Write out the material below exactly, beginning at the line that contains "[tag] white canopy" and ending with its last line, both ends included; write nothing else.

[Image location labeling entries]
====

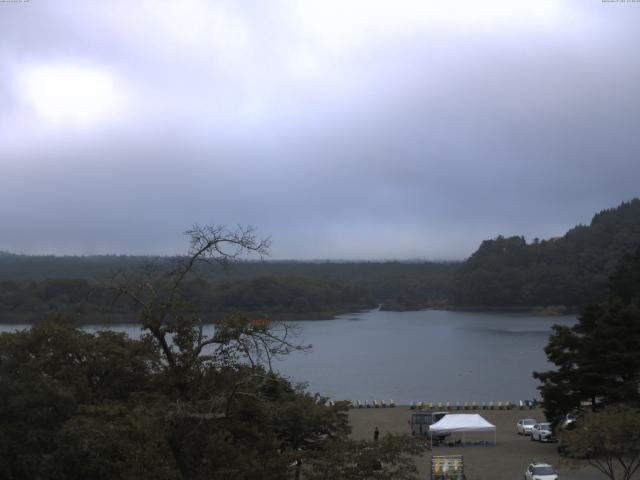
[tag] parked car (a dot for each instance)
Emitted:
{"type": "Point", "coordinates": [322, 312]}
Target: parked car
{"type": "Point", "coordinates": [524, 426]}
{"type": "Point", "coordinates": [542, 432]}
{"type": "Point", "coordinates": [540, 471]}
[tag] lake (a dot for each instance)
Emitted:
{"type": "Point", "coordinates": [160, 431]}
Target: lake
{"type": "Point", "coordinates": [429, 355]}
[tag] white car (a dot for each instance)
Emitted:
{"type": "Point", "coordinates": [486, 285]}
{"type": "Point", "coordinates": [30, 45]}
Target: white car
{"type": "Point", "coordinates": [540, 471]}
{"type": "Point", "coordinates": [542, 432]}
{"type": "Point", "coordinates": [524, 426]}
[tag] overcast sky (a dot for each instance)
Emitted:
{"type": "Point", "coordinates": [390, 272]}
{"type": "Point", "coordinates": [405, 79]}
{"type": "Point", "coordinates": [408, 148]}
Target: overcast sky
{"type": "Point", "coordinates": [343, 129]}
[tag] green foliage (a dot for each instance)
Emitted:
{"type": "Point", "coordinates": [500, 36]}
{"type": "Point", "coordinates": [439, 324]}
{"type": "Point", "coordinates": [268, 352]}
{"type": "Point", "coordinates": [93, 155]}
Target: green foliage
{"type": "Point", "coordinates": [609, 440]}
{"type": "Point", "coordinates": [177, 404]}
{"type": "Point", "coordinates": [391, 457]}
{"type": "Point", "coordinates": [571, 270]}
{"type": "Point", "coordinates": [598, 359]}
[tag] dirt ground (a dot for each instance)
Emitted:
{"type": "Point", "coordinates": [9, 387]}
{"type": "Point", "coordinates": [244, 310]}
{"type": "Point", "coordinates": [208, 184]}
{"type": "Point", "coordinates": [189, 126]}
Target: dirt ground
{"type": "Point", "coordinates": [507, 460]}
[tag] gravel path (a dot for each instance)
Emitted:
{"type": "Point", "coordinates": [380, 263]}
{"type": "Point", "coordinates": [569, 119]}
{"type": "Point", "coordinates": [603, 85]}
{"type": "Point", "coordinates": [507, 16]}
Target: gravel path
{"type": "Point", "coordinates": [507, 460]}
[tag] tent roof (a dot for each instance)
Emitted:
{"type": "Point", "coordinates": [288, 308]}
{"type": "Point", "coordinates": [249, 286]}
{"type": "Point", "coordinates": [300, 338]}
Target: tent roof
{"type": "Point", "coordinates": [462, 422]}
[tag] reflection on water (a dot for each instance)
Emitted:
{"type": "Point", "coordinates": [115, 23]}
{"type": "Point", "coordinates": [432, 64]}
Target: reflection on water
{"type": "Point", "coordinates": [429, 355]}
{"type": "Point", "coordinates": [410, 356]}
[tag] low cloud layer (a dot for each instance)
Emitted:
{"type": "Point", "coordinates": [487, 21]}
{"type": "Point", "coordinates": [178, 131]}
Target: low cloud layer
{"type": "Point", "coordinates": [341, 129]}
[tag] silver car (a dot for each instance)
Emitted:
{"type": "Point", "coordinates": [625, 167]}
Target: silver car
{"type": "Point", "coordinates": [524, 426]}
{"type": "Point", "coordinates": [542, 432]}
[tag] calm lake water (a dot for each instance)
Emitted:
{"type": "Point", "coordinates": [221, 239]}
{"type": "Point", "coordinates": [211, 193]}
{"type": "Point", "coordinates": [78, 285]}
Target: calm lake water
{"type": "Point", "coordinates": [430, 355]}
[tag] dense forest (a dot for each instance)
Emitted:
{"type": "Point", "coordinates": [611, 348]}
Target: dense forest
{"type": "Point", "coordinates": [567, 271]}
{"type": "Point", "coordinates": [571, 270]}
{"type": "Point", "coordinates": [31, 287]}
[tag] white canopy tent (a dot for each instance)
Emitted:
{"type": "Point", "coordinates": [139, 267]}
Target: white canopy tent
{"type": "Point", "coordinates": [461, 423]}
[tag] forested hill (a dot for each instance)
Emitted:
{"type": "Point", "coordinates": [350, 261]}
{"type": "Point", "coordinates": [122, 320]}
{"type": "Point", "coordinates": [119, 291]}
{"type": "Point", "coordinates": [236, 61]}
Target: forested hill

====

# [Solution to this problem]
[tag] white canopy tent (a dot for each instance)
Emitted:
{"type": "Point", "coordinates": [139, 267]}
Target: white canopy tent
{"type": "Point", "coordinates": [461, 423]}
[tag] forested hill (a dot for each instance)
Emitted:
{"type": "Point", "coordinates": [350, 261]}
{"type": "Point", "coordinates": [122, 320]}
{"type": "Point", "coordinates": [119, 291]}
{"type": "Point", "coordinates": [236, 61]}
Target: forested hill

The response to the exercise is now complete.